━━━━━ Фрагмент текста ━━━━━

К Дню памяти жертв геноцида евреев Литвы

К Дню памяти жертв геноцида евреев Литвы

Джина ДОНАУСКАЙТЕ (facebook)

Перевод на русский язык – Владимира ВАХМАНА, “Обзор”

Я узнала о Холокосте от моей бабушки Пятронеле (р. 1926), у которой росла – этот кошмар в Салантай происходил, когда она была ещё подростком, а потом, когда я стала более грамотной, она много говорила о загубленных соседях, рассказывала, как привела из шуле (синагоги) молодую еврейку Машу с детьми, часто молилась за них, плакала. Истории, рассказанные моей бабушкой, потрясли меня, и думаю, именно поэтому я начала интересоваться судьбой евреев в Литве, читать книги, свидетельства.

Моя родня в Жямайтии была очень бедной, не имела земли, прадеды были безработными, прабабушка Филомена была неграмотной, а прадед Казимерас читать и писать научился на организованных Литовской армией курсах. Время от времени подрабатывал на случайных работах.

Прабабушка служила у евреев, получала от них еду, а прадед трудился на скотобойне. Семья из 6 человек во время войны и после неё жила на первом этаже здания скотобойни, где была оборудована небольшая квартирка.

В нашей семье не было никаких героев – ни спасателей евреев, ни борцов за свободу. Среди них не было ни белоповязочников, ни «ястребков», ни идейных коммунистов. Правда, сестра прабабушки Ева была замужем за Антанасом Дабашинскасом, волонтёром Литовской армии, сотрудником музея в Каунасе, который, как рассказывали люди, на радио зачитывал обращение к народу накануне советской оккупации. Во время немецкой оккупации он вращался на банкетах представителей элиты с немцами. Но после того как не успел уехать на Запад, он вместе с семьёй приехал в Салантай и некоторое время жил с прабабушкой и прадедушкой на скотобойне. Однако вскоре его выследили, арестовали и отправили в ссылку.

Поскольку у моих прадедов не было никакого имущества (унаследованный дом тестя сгорел во время большого пожара в Салантай задолго до войны), политикой не занимались и никакими интеллигентами не были, поэтому, когда пришла советская оккупация, у них нечего было отнимать и их никто не депортировал.

В 2007 г. мой дедушка Казимерас (1928 г.) – брат бабушки – до своей смерти написал несколько тетрадей с воспоминаниями о своём детстве в Салантай. Он там окончил гимназию, затем получил образование и стал учителем.

━━━━━

Продолжите текст о семье из Салантай и памяти о Холокосте, начав сразу после его последнего предложения.

━━━━━ Извлечённые данные ━━━━━

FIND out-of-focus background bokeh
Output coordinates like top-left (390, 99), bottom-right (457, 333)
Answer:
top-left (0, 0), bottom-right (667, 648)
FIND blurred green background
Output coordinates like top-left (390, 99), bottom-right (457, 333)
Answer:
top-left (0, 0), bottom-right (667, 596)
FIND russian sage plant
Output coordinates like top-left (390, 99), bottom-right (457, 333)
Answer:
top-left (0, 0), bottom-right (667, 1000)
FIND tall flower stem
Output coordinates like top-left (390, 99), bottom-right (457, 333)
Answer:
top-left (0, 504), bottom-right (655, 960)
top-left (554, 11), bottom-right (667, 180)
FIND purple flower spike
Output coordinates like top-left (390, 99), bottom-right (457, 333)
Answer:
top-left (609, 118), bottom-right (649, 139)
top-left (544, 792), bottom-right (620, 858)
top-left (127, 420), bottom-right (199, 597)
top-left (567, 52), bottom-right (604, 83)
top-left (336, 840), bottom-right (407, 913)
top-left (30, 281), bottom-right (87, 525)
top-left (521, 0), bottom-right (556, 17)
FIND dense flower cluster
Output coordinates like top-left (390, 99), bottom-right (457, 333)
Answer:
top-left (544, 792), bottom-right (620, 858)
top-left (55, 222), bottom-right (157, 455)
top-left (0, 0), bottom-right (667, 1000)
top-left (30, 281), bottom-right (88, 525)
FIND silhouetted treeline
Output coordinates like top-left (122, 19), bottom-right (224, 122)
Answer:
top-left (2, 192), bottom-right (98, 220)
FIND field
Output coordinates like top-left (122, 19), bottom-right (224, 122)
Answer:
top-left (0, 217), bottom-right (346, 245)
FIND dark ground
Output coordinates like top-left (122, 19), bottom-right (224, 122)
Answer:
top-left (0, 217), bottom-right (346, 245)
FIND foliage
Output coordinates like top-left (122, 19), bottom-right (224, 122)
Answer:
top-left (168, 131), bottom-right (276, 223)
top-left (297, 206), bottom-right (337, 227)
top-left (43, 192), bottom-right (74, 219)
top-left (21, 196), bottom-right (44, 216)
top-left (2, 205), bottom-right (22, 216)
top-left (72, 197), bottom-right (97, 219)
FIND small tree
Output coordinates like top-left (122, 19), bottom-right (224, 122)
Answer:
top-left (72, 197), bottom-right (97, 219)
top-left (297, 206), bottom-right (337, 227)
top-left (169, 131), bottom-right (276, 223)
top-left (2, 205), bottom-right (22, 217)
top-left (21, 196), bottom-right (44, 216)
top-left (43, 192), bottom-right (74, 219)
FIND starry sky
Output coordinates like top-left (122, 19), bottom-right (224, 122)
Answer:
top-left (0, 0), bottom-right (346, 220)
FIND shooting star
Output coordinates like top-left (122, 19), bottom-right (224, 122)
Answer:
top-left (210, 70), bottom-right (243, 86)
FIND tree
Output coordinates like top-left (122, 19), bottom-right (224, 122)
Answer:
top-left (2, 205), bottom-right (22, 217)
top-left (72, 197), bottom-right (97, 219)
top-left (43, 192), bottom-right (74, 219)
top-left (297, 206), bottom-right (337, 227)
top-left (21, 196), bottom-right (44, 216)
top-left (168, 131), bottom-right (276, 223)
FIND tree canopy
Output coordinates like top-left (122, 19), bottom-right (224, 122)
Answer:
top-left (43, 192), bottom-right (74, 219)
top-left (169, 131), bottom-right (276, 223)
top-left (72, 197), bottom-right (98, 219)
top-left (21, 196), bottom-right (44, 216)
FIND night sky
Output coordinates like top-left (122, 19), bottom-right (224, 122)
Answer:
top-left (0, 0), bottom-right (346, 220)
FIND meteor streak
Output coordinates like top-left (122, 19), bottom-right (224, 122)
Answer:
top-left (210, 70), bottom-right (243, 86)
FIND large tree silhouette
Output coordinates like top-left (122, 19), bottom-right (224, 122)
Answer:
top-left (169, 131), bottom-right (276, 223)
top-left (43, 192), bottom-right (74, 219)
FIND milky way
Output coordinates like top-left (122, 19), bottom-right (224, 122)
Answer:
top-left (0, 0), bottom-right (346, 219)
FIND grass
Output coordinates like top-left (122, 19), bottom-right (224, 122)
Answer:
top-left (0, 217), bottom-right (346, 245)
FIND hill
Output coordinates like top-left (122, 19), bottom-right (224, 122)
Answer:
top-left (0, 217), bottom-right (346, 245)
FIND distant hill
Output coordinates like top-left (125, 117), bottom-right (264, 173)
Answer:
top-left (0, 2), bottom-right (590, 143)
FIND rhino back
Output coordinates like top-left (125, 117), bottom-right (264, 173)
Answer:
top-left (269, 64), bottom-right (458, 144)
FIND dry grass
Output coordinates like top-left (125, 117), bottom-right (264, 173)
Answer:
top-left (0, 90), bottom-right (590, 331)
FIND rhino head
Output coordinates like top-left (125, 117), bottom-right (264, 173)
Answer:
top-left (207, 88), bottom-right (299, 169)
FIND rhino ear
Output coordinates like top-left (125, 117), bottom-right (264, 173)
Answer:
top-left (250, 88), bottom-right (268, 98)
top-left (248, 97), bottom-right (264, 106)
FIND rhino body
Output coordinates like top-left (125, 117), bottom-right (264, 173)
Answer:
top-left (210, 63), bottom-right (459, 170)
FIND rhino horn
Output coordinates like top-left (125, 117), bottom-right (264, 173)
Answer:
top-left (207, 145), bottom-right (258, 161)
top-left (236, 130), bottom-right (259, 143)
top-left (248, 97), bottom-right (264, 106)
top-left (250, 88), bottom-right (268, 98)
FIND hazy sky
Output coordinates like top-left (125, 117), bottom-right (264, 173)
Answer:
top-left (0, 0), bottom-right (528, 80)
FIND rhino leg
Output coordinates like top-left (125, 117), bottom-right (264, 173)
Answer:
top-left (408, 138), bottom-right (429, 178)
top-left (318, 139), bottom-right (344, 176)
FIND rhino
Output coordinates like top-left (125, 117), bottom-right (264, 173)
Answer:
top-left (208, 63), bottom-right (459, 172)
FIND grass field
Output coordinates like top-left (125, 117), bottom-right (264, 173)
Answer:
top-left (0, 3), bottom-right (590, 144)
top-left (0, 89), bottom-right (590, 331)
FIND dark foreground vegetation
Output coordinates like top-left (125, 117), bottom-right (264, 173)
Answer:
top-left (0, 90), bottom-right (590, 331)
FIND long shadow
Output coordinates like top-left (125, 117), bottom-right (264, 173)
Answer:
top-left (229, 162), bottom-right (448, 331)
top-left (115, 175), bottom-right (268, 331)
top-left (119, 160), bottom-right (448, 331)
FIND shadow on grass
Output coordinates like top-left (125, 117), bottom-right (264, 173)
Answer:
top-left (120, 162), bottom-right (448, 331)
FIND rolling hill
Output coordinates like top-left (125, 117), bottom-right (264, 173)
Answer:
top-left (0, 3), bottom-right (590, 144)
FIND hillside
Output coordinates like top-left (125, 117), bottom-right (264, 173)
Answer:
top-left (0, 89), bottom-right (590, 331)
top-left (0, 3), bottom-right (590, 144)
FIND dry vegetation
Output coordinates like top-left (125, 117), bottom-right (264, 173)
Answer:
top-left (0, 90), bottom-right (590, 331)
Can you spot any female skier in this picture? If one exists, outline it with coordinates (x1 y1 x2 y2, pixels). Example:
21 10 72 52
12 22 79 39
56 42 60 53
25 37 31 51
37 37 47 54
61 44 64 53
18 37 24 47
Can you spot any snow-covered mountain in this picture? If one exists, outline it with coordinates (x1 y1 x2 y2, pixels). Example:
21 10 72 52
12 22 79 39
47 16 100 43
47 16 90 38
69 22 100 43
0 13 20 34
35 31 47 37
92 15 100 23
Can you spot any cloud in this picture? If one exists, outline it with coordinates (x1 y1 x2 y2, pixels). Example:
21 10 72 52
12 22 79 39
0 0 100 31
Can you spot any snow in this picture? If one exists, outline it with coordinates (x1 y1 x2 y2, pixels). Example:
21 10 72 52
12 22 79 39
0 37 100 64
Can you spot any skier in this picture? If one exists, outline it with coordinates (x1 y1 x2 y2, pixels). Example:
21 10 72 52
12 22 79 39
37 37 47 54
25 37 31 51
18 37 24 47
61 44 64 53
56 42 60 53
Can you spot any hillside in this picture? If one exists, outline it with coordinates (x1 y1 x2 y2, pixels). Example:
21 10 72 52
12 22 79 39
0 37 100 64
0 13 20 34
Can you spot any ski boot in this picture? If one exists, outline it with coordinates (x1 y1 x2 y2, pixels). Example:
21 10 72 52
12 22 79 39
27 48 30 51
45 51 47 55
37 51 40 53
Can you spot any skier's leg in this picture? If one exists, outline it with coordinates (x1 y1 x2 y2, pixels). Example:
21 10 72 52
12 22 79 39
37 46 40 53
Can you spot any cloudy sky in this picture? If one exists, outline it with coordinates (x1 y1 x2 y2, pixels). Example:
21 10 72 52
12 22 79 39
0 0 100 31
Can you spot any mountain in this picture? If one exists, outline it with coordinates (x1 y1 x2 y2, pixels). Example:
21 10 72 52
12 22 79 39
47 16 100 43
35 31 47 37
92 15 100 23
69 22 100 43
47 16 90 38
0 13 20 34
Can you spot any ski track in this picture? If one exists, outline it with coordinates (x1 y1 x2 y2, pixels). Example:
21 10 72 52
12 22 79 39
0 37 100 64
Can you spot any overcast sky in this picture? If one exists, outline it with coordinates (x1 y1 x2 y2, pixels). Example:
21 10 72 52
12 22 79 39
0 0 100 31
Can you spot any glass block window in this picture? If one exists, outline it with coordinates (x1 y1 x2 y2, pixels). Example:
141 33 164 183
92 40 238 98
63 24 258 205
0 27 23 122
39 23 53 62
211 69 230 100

━━━━━

Ответ -
Хотя его приглашали присоединиться к партизанам, и он знал, что в гимназии действуют секретные молодёжные организации, и подозревал, что некоторые его друзья участвуют в их работе, он не осмелился примкнуть к одной из них и даже успокоился, когда его так и не пригласили присоединиться – говорил, что лучше не знать подробностей, потому что обыски проводились и на скотобойне.

О депортациях жителей Салантай в его воспоминаниях сказано немного, немного написано и о подпольных организациях сопротивления, больше – о еврейском Салантай, о Холокосте и последующем периоде, когда в городке сновали сотрудники госбезопасности и допрашивали гимназистов.

Год назад я получила эти тетради (их копии) и хочу поделиться разделом «Евреи и их судьбы» – это свидетельство нигде не публиковалось, оно до сих пор существует в тетрадях.

Я хотела опубликовать их позже, после проверки всех фактов, но подумала, что сейчас самое подходящее время, потому что после истории с мемориальной доской, со свастикой у здания еврейской общины в Вильнюсе в социальных сетях разбушевался антисемитизм.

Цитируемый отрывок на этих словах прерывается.